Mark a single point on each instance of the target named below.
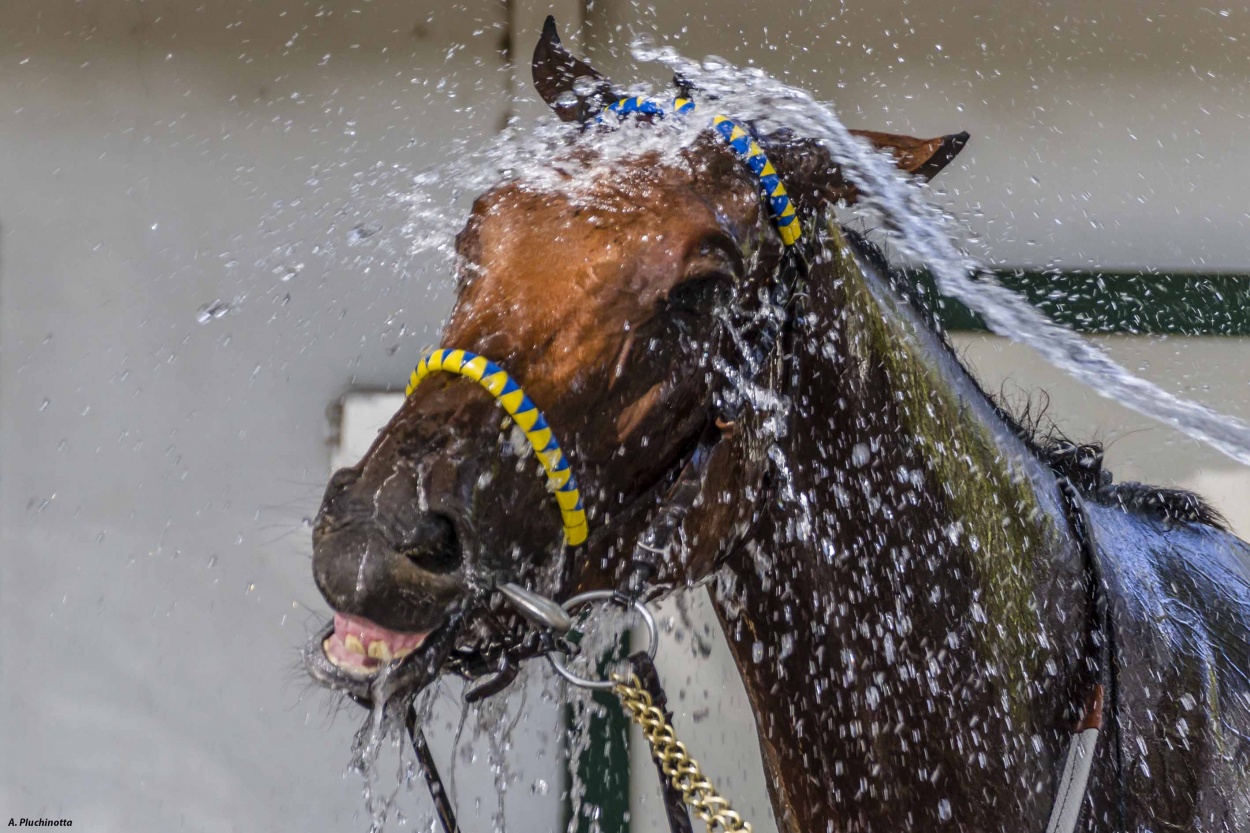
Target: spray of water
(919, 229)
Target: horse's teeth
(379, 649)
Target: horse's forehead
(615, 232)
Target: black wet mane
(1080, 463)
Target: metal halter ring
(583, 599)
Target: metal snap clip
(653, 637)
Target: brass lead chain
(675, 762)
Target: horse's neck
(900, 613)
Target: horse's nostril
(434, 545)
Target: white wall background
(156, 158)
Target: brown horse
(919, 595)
|---|
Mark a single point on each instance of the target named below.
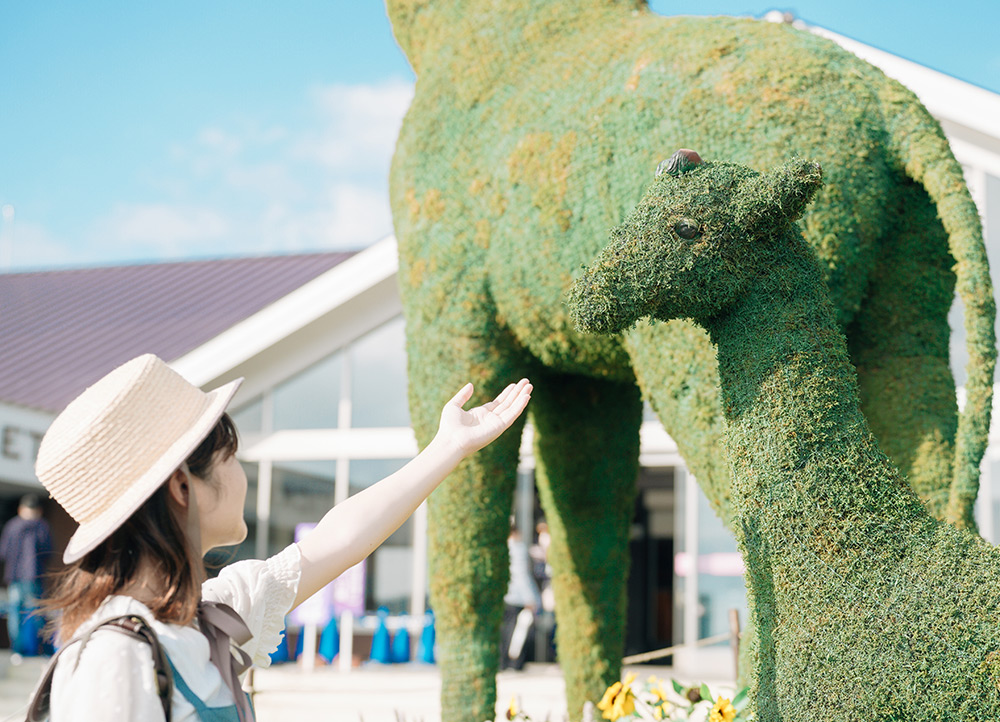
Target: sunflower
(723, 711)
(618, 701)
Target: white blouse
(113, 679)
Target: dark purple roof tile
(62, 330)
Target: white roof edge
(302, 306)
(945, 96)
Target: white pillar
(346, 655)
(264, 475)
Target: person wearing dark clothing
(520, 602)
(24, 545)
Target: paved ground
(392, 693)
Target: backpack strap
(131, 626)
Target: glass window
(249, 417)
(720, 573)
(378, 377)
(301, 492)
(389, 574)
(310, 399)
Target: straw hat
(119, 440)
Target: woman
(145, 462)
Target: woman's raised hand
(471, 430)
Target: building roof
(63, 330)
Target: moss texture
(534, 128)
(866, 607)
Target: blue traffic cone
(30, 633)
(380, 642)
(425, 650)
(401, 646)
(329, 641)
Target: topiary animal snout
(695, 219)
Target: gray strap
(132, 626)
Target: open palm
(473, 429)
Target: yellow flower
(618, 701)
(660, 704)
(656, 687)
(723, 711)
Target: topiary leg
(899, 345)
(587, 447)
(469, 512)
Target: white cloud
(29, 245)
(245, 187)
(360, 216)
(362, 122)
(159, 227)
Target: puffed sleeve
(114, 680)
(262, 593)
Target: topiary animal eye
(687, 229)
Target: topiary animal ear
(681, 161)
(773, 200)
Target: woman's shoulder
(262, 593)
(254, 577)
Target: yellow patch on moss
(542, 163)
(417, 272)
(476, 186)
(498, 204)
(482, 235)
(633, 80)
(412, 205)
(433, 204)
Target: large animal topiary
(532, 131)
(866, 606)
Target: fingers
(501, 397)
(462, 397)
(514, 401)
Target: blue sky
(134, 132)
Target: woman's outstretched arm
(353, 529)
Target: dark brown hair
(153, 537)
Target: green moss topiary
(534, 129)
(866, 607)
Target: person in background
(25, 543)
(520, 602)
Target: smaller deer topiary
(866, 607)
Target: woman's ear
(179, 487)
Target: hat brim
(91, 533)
|---|
• **WORK TO COMPLETE**
Return each line of the records that contains the string "brown". Match case exactly.

• **EXPECTED ANSWER**
Target: brown horse
Target: dark brown hair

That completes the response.